[start Material shown]

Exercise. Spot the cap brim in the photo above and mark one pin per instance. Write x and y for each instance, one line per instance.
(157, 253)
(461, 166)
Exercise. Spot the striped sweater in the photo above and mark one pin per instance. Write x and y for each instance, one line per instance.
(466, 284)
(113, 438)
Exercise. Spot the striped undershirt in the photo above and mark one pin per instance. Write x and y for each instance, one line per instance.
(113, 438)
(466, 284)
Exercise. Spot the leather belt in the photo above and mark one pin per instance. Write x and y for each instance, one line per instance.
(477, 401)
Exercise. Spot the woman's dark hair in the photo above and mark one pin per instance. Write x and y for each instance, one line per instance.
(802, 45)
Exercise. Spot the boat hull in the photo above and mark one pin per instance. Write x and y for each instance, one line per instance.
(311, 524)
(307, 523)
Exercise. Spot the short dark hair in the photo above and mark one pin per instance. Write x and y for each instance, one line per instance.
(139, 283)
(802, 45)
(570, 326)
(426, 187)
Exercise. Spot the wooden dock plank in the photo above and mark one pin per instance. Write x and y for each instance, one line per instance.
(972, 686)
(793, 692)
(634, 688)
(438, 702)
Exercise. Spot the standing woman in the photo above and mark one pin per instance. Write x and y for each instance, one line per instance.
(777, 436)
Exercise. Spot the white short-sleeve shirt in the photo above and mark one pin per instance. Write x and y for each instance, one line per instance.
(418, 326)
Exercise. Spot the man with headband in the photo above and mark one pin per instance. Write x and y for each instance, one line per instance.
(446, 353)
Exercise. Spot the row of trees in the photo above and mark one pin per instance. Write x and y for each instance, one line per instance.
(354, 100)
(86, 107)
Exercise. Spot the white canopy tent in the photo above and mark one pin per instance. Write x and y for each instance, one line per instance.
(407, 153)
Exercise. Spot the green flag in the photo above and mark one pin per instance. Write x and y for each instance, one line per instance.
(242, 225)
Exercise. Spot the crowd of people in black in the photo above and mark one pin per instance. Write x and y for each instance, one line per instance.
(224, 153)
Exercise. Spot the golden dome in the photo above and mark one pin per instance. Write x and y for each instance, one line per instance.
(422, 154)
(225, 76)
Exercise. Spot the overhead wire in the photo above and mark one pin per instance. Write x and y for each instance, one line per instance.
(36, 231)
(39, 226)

[end Material shown]

Transcribe the entire listing above precisely.

Solution below:
Exercise. Spot the cap brim in the photo above and mark one pin per instance. Write x and y for each instance, one line per instance.
(157, 253)
(461, 166)
Exercise. Spot the striped sweater in the photo above and mark one pin per instance. Write x and y for each instance, one line per instance.
(466, 284)
(113, 438)
Exercise. Spot the striped undershirt in the photo above and mark one pin per instance. Write x and y for each instance, one line per instance.
(113, 438)
(466, 284)
Exercise. Spot the leather belt in the photo above and mark one pin per instance. Write x and y for each instance, one line per instance.
(477, 401)
Exercise. Spot the woman's dark hair in the photo above and mark one pin per instance. Write x and y for each instance, one line per instance.
(802, 45)
Exercise. Spot the boat hull in the photo above and mark one pin per instance. Write x and y for each instance, one line per instance.
(311, 524)
(307, 523)
Exercise. Spot the short dark hair in the photo above and mark one pin per instance. Write x and y for each instance, one line per instance.
(139, 283)
(802, 45)
(570, 326)
(426, 187)
Exercise. Spot the wooden dock plank in the photo above and mark one pin per instance. Write x and y for each instance, one line per instance.
(972, 686)
(793, 692)
(634, 688)
(438, 702)
Exercise. Spot the standing woman in the photo above and mark one pin per instance. Write x and y for each instance, one line per instance.
(777, 436)
Exercise. Spot the white short-sleeve shirt in the photo above and mark one pin per instance. Write x and y for each instance, one line per instance.
(418, 326)
Exercise. Spot the man with headband in the photo above and mark one pin per instance. Write x and y for each instance, one line per instance.
(446, 353)
Exercise. Spot the row of trees in the photo above and mark one pin per instance. Write x and y for each instance, one line per instance.
(354, 100)
(86, 107)
Exercise. Spot the white canopy tent in the photo above and mark one pin per instance. Write x and y for each instance, one line per instance.
(407, 153)
Exercise. Spot the green flag in the photo above and mark one pin per instance. Write x and y for each instance, one line per instance.
(242, 225)
Exercise. Spot the crowd of people in black in the photo above and mark one pin per instance. Write x and y for each instance, one line per instance.
(224, 153)
Exercise. Spot the golden dome in the photo above and mark one pin per instance. Write x and y for each instance, one line per instance.
(422, 154)
(225, 76)
Exercise. Spot the overhead wire in the photo above and mark one pin per instance. Write x and y for each instance, one line per instance.
(36, 231)
(39, 226)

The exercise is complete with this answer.